# Written problem
Put every item below into a Markdown table with the columns "Row" and "Line," numbering each row and leaving out blank lines. Omit the pictures from your answer.
* Start Input *
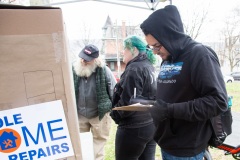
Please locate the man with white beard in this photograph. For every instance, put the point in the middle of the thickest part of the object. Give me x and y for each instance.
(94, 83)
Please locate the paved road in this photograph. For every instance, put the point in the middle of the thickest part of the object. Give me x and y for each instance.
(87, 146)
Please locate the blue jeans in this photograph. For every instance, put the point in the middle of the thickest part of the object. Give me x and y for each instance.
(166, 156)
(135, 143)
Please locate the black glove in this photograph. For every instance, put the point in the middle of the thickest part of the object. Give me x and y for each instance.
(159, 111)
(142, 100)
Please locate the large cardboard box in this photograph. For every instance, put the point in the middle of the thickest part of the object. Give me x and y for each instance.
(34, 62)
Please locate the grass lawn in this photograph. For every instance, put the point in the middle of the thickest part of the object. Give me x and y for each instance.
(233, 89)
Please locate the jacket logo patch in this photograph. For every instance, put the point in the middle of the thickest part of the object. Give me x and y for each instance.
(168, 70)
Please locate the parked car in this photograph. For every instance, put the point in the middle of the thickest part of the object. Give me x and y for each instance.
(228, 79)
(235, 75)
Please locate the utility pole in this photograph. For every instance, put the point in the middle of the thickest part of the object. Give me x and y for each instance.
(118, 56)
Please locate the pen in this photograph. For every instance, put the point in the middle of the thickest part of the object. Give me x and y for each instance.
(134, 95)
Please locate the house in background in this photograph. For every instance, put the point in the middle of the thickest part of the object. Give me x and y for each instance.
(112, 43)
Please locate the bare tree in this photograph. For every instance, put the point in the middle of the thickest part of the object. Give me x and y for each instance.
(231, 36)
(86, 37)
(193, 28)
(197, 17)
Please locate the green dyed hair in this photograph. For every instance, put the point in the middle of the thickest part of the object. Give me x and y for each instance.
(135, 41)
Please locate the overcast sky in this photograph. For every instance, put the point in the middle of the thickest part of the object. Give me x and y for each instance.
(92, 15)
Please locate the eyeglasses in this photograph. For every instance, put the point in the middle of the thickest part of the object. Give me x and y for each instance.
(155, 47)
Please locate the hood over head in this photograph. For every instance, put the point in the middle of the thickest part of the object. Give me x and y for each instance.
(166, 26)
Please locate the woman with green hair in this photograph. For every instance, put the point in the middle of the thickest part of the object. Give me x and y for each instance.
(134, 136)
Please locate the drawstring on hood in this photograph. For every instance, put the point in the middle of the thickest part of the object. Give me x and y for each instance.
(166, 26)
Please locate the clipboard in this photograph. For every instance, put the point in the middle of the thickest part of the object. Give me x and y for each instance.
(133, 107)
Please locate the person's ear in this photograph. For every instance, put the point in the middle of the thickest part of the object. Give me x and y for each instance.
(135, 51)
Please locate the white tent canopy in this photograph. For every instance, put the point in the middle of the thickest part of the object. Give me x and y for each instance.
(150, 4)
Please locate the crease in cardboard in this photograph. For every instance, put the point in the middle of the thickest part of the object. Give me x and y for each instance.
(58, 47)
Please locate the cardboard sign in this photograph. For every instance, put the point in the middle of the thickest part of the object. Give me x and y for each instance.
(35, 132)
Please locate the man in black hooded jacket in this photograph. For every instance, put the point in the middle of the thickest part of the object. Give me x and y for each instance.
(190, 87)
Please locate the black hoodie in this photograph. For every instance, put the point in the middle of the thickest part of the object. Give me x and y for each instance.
* End Input *
# Answer to this problem
| Row | Line |
|---|---|
| 1 | Please locate the man with white beard in this photograph. For every instance, put the point in the middle of the thickest part of the object. Give me x and y for each instance. |
| 2 | (94, 83) |
| 3 | Please locate the paved road in this photograph. For every instance, put the point in the middle of the thickest part of the object. Give me x and y for each instance. |
| 4 | (87, 146) |
| 5 | Please locate the blue jeans in this photograph. For every instance, put the point in the middle of the thickest part of the object. Give me x and y for each instance. |
| 6 | (166, 156) |
| 7 | (135, 143) |
| 8 | Please locate the black glove in this photograph. For every instance, put the point in the middle of the thickest part of the object. Give me x and y for each instance. |
| 9 | (159, 111) |
| 10 | (142, 100) |
| 11 | Please locate the large cardboard box in this photograph. For every instance, put the point in the middle of the thickest part of the object. Give me x and y for each instance. |
| 12 | (34, 62) |
| 13 | Please locate the grass lawn in this photograph. For every instance, put the point in the middle of the thickest part of the object. Give me x and y for each instance. |
| 14 | (233, 89) |
| 15 | Please locate the jacket logo patch in this photograph. For every instance, put the point in the middle of the thickest part of the object. Give me x and y for each instance. |
| 16 | (168, 70) |
| 17 | Please locate the parked car in this photograph. For every instance, put the point in the middle of the thickest part of the object. Give me x and y for each instance. |
| 18 | (228, 79) |
| 19 | (235, 75) |
| 20 | Please locate the utility pole in this photograph. For every instance, put the point in the middle of the thickest part of the object. Give me x and y for each instance. |
| 21 | (118, 56) |
| 22 | Please locate the pen in this photograph. For every instance, put the point in the middle of the thickest part of the object. Give me x and y for each instance. |
| 23 | (134, 95) |
| 24 | Please locate the house in background in this photograph. For every instance, put the point in the middle of the thickest part of the object. Give me x and y for each instance. |
| 25 | (112, 43) |
| 26 | Please locate the bare tree in this photograph. For every instance, put the point in the middle of the thickest part of the object. Give me x and y for each instance. |
| 27 | (231, 36) |
| 28 | (86, 37) |
| 29 | (193, 28) |
| 30 | (197, 17) |
| 31 | Please locate the green dyed hair in this photograph. For every instance, put the point in the middle of the thickest part of the object. Give me x and y for each instance. |
| 32 | (135, 41) |
| 33 | Please locate the overcast sky in this photograph. For every instance, put the point in the middle of the thickest part of the object. Give me x and y for each instance. |
| 34 | (92, 15) |
| 35 | Please locate the eyeglasses in this photograph. For every instance, put the point in the middle of the thickest part of the object. Give me x and y for each instance. |
| 36 | (155, 47) |
| 37 | Please locate the hood over head in this photograph. For every instance, put the point in the middle of the thickest part of the object. Give me x and y for each instance. |
| 38 | (166, 26) |
| 39 | Please locate the woman with green hair in this photograph. For every instance, put the point in the middle of the thickest part of the object. Give me x and y for each instance. |
| 40 | (134, 136) |
| 41 | Please locate the drawstring on hood in this photograph. For every instance, put the point in the middle of the thickest part of the object. Give me x and y for each instance. |
| 42 | (166, 26) |
| 43 | Please locate the clipboard in this photograph. For every instance, put the point in the middle of the thickest part of the object. Give me x and y for each instance. |
| 44 | (133, 107) |
| 45 | Please locate the person's ear in this photograph. For every instance, put the point in the middle of the thickest part of the object. Give me x and y for each instance. |
| 46 | (135, 51) |
| 47 | Please locate the white tent canopy in this photograph. For every instance, put the point in the middle of the thickest part of the object. Give me x and y for each instance. |
| 48 | (150, 4) |
| 49 | Please locate the crease in cardboard in this photograph. For every instance, put the point in the middle of the thickest part of the object. Give me x and y for each instance. |
| 50 | (58, 47) |
| 51 | Please locate the cardboard sign in this photograph. For every instance, put the point in the middle of the thickest part of the object. Give me x and y for each instance. |
| 52 | (35, 132) |
| 53 | Please locate the man in black hooded jacket in this photograph. For every instance, put the point in the middle of the thickest part of the object. Give me x and y for each instance. |
| 54 | (190, 87) |
| 55 | Please locate the black hoodie in this photograph. For every instance, put the point in the middle of the thickest part of the object. Give me x and y for each instance. |